Reproduce the items from the line containing "point: boulder" through the last item, substituting "bluff" for each occurrence of "cliff". Leave every other character unchanged.

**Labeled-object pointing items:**
——
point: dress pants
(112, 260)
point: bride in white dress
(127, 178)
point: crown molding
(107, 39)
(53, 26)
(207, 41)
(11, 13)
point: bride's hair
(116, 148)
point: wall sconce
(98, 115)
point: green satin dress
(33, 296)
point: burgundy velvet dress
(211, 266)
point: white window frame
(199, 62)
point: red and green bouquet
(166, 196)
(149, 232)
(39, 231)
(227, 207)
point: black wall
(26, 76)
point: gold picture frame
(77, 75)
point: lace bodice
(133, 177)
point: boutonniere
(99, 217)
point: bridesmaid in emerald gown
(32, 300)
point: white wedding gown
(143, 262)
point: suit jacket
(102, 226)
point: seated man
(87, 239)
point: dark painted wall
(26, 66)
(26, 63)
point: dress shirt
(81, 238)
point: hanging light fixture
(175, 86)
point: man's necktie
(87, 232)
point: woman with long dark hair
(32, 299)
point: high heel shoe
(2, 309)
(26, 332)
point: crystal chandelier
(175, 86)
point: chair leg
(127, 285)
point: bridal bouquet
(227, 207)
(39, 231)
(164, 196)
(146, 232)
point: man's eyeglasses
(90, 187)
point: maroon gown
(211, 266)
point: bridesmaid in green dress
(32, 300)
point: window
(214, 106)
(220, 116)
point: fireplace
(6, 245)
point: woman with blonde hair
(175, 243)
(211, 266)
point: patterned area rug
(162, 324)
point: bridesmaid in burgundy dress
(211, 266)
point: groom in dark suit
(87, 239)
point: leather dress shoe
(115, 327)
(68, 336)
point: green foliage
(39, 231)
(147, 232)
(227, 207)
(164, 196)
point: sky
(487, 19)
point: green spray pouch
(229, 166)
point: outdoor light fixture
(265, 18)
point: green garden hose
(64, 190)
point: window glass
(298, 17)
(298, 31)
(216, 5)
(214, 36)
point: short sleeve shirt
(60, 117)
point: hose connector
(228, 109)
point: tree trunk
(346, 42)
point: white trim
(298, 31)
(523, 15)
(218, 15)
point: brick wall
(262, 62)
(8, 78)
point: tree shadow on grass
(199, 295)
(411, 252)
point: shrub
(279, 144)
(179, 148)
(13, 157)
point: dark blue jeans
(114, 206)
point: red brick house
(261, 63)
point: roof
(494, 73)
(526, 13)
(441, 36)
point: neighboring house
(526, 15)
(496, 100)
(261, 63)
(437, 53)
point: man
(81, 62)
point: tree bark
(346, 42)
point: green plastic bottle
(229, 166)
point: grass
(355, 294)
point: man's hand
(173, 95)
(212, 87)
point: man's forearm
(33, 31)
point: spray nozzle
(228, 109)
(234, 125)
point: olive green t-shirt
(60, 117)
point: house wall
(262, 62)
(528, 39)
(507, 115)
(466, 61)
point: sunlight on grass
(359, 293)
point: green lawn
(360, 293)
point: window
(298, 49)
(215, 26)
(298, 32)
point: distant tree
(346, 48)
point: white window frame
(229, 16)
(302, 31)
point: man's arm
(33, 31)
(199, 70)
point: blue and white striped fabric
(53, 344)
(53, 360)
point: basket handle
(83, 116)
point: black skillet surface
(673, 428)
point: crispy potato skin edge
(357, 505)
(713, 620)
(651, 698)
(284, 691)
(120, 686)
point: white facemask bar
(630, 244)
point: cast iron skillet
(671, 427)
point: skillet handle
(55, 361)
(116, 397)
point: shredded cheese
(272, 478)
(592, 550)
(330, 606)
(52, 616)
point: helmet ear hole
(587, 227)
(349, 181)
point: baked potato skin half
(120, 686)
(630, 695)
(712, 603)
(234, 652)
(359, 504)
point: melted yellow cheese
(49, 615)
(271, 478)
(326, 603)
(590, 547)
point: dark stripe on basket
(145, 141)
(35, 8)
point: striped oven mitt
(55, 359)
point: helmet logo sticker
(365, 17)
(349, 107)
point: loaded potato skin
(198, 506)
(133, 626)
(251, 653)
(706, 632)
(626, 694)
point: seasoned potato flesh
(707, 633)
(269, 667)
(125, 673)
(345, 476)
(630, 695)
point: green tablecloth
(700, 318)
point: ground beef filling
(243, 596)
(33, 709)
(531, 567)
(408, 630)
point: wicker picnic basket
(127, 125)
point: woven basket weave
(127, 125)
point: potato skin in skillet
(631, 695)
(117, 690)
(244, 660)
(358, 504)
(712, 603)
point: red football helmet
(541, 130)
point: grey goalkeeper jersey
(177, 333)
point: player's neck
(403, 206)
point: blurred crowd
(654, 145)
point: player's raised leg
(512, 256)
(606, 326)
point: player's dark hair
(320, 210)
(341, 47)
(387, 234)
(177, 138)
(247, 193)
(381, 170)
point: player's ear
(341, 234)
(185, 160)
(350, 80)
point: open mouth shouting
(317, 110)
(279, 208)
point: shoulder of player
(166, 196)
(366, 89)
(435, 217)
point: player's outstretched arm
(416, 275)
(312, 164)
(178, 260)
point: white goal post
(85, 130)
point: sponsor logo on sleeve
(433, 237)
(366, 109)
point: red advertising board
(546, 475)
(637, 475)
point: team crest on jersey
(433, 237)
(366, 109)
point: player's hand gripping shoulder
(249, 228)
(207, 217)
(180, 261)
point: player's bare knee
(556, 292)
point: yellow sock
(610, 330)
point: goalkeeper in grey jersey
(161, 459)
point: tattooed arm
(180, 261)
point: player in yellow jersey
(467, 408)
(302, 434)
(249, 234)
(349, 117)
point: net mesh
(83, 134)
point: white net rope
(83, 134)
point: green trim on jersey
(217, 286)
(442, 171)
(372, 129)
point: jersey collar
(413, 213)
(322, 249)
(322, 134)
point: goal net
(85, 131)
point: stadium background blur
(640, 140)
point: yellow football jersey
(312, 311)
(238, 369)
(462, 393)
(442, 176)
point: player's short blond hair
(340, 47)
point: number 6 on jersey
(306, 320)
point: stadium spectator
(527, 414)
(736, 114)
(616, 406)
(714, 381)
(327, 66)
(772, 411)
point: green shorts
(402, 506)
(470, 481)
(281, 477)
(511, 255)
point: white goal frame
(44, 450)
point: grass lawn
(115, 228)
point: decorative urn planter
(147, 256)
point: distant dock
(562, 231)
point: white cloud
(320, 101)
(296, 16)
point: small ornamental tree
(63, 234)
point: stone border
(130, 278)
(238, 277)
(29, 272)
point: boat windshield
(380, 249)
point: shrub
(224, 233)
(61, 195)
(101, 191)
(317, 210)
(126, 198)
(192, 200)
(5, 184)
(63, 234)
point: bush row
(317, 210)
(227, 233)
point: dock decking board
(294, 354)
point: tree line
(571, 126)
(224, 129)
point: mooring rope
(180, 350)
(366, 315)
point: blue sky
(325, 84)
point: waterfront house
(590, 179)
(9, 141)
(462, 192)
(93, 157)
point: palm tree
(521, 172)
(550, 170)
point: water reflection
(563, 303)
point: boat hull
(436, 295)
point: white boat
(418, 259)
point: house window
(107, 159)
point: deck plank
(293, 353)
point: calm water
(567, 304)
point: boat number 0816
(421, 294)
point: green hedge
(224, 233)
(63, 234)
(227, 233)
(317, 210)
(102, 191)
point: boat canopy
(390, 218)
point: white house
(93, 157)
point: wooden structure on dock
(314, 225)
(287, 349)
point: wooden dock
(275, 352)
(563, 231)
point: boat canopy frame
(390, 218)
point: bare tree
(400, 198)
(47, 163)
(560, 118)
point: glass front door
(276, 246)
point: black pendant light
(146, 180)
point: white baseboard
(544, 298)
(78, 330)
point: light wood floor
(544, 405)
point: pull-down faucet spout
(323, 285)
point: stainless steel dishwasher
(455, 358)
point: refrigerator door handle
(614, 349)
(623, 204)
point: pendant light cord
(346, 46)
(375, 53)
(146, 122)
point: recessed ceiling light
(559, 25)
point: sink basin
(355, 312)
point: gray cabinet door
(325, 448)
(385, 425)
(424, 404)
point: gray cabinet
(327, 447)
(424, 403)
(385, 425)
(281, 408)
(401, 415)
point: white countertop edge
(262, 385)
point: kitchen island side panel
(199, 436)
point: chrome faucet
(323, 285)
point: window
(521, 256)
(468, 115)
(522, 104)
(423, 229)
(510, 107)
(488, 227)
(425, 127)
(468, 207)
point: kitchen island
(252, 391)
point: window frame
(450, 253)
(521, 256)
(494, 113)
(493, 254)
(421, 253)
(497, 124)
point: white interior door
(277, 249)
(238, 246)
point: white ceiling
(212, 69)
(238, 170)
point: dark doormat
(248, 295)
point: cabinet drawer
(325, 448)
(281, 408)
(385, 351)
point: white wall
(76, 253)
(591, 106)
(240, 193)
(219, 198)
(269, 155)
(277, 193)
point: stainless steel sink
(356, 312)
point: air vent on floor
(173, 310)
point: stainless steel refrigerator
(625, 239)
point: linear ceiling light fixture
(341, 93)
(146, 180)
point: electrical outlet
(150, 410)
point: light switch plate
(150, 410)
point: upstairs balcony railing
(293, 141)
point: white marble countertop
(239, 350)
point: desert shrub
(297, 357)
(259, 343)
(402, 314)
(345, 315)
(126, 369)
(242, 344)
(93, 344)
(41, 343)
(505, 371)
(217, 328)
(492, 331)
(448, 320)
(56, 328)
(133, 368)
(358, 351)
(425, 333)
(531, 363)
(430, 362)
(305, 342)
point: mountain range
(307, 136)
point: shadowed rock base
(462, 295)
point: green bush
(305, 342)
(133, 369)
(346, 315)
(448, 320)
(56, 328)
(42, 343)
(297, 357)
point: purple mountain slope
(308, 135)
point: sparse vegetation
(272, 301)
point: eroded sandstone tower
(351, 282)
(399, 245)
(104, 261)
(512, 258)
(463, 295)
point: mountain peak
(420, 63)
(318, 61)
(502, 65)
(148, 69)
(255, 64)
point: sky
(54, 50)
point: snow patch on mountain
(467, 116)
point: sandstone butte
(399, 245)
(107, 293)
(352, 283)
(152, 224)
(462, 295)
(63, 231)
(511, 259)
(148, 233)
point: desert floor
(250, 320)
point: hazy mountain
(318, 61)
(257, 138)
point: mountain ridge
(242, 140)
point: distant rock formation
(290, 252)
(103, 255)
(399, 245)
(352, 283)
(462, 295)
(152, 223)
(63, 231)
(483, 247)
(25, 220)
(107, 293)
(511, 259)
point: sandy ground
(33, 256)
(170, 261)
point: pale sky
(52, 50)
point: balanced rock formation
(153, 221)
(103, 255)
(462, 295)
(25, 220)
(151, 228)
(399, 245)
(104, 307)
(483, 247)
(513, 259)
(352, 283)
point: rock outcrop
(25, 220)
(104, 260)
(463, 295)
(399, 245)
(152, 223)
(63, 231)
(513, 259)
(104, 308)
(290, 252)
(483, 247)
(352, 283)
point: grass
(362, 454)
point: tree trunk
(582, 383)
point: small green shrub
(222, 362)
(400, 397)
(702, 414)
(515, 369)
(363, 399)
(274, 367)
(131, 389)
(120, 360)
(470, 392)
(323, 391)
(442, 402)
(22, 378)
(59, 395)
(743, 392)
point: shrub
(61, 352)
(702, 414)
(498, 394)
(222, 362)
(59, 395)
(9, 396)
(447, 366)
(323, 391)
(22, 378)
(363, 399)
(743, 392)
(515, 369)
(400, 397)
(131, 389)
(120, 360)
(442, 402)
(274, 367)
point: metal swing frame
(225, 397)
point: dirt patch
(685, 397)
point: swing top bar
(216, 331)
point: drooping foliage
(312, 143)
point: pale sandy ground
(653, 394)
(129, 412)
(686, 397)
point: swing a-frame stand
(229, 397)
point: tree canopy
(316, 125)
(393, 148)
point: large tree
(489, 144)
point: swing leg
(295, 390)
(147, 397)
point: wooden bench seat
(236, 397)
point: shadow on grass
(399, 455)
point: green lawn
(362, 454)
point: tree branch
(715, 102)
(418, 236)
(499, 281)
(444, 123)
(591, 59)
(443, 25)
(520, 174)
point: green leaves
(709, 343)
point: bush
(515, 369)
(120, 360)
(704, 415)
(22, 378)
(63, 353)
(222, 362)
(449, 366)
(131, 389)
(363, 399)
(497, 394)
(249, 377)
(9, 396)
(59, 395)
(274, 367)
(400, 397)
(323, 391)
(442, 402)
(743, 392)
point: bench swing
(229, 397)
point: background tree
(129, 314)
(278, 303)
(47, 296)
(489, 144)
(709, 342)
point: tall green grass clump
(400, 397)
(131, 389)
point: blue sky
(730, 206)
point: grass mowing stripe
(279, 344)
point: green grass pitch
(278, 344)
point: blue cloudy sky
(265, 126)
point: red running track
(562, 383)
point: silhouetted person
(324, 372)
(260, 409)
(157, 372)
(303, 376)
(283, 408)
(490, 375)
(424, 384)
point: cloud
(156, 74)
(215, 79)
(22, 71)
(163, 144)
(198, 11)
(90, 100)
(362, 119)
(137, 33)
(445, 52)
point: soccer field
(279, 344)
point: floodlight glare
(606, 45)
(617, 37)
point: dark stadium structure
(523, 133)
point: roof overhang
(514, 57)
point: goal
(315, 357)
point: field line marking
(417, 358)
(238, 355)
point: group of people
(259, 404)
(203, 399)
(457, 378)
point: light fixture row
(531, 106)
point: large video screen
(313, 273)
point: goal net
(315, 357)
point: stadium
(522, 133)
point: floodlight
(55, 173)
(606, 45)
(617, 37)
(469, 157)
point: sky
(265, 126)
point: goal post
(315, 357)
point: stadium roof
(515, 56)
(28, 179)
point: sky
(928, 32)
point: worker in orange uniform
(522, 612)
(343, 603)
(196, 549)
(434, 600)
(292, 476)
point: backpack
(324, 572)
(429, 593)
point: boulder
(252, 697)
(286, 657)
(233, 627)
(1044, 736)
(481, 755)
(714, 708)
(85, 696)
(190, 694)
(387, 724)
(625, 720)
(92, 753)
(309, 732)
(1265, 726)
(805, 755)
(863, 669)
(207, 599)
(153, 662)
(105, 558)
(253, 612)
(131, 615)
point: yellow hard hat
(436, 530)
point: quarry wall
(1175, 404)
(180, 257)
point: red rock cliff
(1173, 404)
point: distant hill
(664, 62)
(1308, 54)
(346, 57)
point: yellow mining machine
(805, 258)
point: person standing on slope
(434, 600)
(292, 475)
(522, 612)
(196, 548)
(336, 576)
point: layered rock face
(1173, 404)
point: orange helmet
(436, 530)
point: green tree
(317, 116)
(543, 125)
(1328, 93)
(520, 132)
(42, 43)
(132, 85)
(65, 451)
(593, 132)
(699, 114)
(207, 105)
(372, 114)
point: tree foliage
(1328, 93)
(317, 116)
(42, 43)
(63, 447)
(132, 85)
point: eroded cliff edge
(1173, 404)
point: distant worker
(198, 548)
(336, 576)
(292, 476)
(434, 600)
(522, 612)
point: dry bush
——
**RESPONSE TO THE EXERCISE:**
point: boulder
(252, 697)
(286, 657)
(233, 627)
(1044, 736)
(481, 755)
(714, 708)
(85, 696)
(190, 694)
(387, 724)
(625, 720)
(92, 753)
(309, 732)
(1265, 726)
(805, 755)
(863, 669)
(207, 599)
(153, 662)
(105, 558)
(253, 612)
(131, 615)
point: yellow hard hat
(436, 530)
point: quarry wall
(1175, 404)
(180, 257)
point: red rock bluff
(1173, 404)
point: distant hill
(664, 62)
(1308, 54)
(346, 57)
point: yellow mining machine
(805, 258)
point: person standing on slope
(434, 600)
(292, 475)
(522, 612)
(196, 548)
(336, 576)
point: layered rock face
(1173, 404)
point: orange helmet
(436, 530)
point: green tree
(317, 116)
(543, 125)
(1328, 93)
(520, 132)
(42, 43)
(132, 85)
(65, 451)
(593, 132)
(699, 114)
(207, 105)
(372, 114)
point: tree foliage
(1328, 93)
(317, 116)
(42, 43)
(63, 447)
(132, 85)
point: eroded bluff edge
(1173, 404)
point: distant worker
(198, 548)
(336, 576)
(292, 476)
(434, 600)
(522, 612)
point: dry bush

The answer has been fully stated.